● WORK REQUEST
The required output is every record, written out exactly.

● ENTRIES SHOWN

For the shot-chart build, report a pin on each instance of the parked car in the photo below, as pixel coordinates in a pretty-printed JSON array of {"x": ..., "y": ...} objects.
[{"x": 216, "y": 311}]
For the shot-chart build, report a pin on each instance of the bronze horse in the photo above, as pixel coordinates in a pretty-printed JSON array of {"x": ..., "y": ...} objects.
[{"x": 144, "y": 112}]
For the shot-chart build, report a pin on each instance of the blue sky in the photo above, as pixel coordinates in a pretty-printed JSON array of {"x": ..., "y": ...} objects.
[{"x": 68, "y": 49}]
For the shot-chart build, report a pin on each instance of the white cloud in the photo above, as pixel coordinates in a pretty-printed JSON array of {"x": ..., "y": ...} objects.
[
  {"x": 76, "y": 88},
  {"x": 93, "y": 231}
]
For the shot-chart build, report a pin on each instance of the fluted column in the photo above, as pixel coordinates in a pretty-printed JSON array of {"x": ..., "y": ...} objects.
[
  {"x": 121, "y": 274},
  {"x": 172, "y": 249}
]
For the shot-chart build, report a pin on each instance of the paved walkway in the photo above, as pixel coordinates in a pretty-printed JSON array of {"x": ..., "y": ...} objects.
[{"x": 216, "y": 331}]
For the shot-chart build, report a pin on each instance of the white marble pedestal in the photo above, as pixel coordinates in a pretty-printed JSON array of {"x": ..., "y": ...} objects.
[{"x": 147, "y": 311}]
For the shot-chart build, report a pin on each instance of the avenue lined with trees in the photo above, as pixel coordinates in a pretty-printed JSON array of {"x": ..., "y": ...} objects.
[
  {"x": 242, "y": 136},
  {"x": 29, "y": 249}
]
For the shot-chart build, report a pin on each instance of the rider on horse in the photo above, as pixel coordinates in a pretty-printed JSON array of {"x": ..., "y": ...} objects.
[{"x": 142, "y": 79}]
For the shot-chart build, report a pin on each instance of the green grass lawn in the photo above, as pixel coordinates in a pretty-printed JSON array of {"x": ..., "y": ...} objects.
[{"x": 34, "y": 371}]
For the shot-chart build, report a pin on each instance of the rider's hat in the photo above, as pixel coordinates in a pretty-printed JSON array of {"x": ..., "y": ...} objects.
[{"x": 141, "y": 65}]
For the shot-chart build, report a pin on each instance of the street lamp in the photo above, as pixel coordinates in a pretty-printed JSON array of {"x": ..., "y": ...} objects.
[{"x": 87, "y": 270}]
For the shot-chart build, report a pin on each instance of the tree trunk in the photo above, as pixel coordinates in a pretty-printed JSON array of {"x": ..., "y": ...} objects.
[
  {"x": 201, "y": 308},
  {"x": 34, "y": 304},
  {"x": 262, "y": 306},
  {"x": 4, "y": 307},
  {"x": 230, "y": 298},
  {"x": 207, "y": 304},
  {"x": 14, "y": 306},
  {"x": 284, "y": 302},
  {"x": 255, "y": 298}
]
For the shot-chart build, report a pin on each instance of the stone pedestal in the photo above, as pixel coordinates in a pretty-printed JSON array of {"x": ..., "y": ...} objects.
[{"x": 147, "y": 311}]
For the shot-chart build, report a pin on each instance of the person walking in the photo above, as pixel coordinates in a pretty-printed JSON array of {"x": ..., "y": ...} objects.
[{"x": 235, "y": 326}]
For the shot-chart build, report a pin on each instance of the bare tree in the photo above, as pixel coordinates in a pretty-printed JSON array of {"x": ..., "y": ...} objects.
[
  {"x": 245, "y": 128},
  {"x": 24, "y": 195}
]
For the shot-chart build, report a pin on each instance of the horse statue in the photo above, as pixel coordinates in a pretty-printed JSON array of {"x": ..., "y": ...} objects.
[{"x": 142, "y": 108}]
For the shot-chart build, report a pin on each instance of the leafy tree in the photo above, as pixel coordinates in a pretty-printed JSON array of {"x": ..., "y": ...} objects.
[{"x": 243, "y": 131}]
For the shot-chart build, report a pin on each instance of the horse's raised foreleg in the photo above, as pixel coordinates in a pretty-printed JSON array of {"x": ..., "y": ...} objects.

● RESULT
For the shot-chart build, report a pin on each instance of the parked car in the photo below, as pixel coordinates in a pretty-printed JSON array of {"x": ..., "y": ...} objects.
[{"x": 216, "y": 311}]
For the shot-chart build, report a pin on each instance of the bronze horse in the photo above, as pixel coordinates in a pretty-printed JSON array of {"x": ..., "y": ...} objects.
[{"x": 144, "y": 112}]
For the shot-chart build, report a pin on each instance of the blue sky in the photo above, as pixel coordinates in a pretty-printed JSON array of {"x": ..., "y": ...} objects.
[{"x": 68, "y": 49}]
For the shot-chart build, report a pin on each instance of the white cloud in the photo above, as pixel coordinates in a pretty-printed JSON array of {"x": ..., "y": ...} objects.
[
  {"x": 76, "y": 88},
  {"x": 93, "y": 231}
]
For the shot-chart build, report a pin on each instance of the fluted column in the photo above, as pixel coordinates in a pretty-printed JSON array of {"x": ..., "y": ...} objects.
[
  {"x": 121, "y": 274},
  {"x": 172, "y": 249}
]
For the shot-chart build, report a pin on each instance of the paved walkway in the photo above, as pixel coordinates in a pretty-printed JSON array of {"x": ..., "y": ...} objects.
[{"x": 216, "y": 331}]
For the shot-chart build, report a pin on each instance of the white marble pedestal in the photo above, as pixel coordinates in a pretty-printed JSON array of {"x": ..., "y": ...} objects.
[{"x": 147, "y": 311}]
For the shot-chart build, report a pin on each instance of the avenue lined with trees in the photo above, as pixel coordinates in a pretty-printed JSON array of {"x": ..., "y": ...} objects.
[
  {"x": 242, "y": 136},
  {"x": 29, "y": 249}
]
For the shot-chart build, report a pin on each instance of the rider on horse in the photo above, as pixel coordinates in a pretty-printed JSON array of {"x": ..., "y": ...} objects.
[{"x": 142, "y": 79}]
For the shot-chart build, report a pin on each instance of the green grass lawn in the photo above, as pixel coordinates in a pretty-printed JSON array of {"x": ..., "y": ...} objects.
[{"x": 34, "y": 371}]
For the shot-chart build, report a pin on each instance of the rider's hat in the photo above, as pixel coordinates in a pretty-printed JSON array of {"x": ..., "y": ...} objects.
[{"x": 141, "y": 65}]
For the shot-chart build, report a pin on each instance of the street lamp in the photo above, as pixel coordinates in a pretty-printed JSON array of {"x": ..., "y": ...} objects.
[{"x": 87, "y": 270}]
For the shot-chart build, report a pin on each instance of the tree trunk in the photo above, as pixel coordinates in a pretty-printed JSON array of {"x": ..., "y": ...} objects.
[
  {"x": 201, "y": 308},
  {"x": 34, "y": 304},
  {"x": 262, "y": 306},
  {"x": 4, "y": 307},
  {"x": 230, "y": 298},
  {"x": 207, "y": 304},
  {"x": 14, "y": 306},
  {"x": 284, "y": 302},
  {"x": 255, "y": 298}
]
For the shot-chart build, report a pin on each instance of the stone pedestal in the photo above, as pixel coordinates in a pretty-printed JSON array of {"x": ..., "y": ...} objects.
[{"x": 147, "y": 311}]
For the shot-chart build, report a pin on each instance of the person walking in the photo above, as pixel coordinates in a pretty-printed JSON array of {"x": ..., "y": ...} objects.
[{"x": 235, "y": 326}]
For the shot-chart build, report a pin on each instance of the bare tree in the photo above, as pixel coordinates in a pretty-printed JSON array of {"x": ..., "y": ...} objects.
[
  {"x": 245, "y": 128},
  {"x": 24, "y": 195}
]
For the shot-chart build, report a pin on each instance of the horse statue in the photo above, as pixel coordinates in a pretty-printed JSON array of {"x": ..., "y": ...} objects.
[{"x": 142, "y": 108}]
For the shot-chart build, report a pin on each instance of the leafy tree in the photo above, as pixel coordinates in a pretty-printed JSON array of {"x": ..., "y": ...} objects.
[{"x": 243, "y": 131}]
For the shot-chart build, report a pin on each instance of the horse's raised foreleg in the photo above, as pixel coordinates in a pretty-printed JSON array of {"x": ..., "y": ...} objects.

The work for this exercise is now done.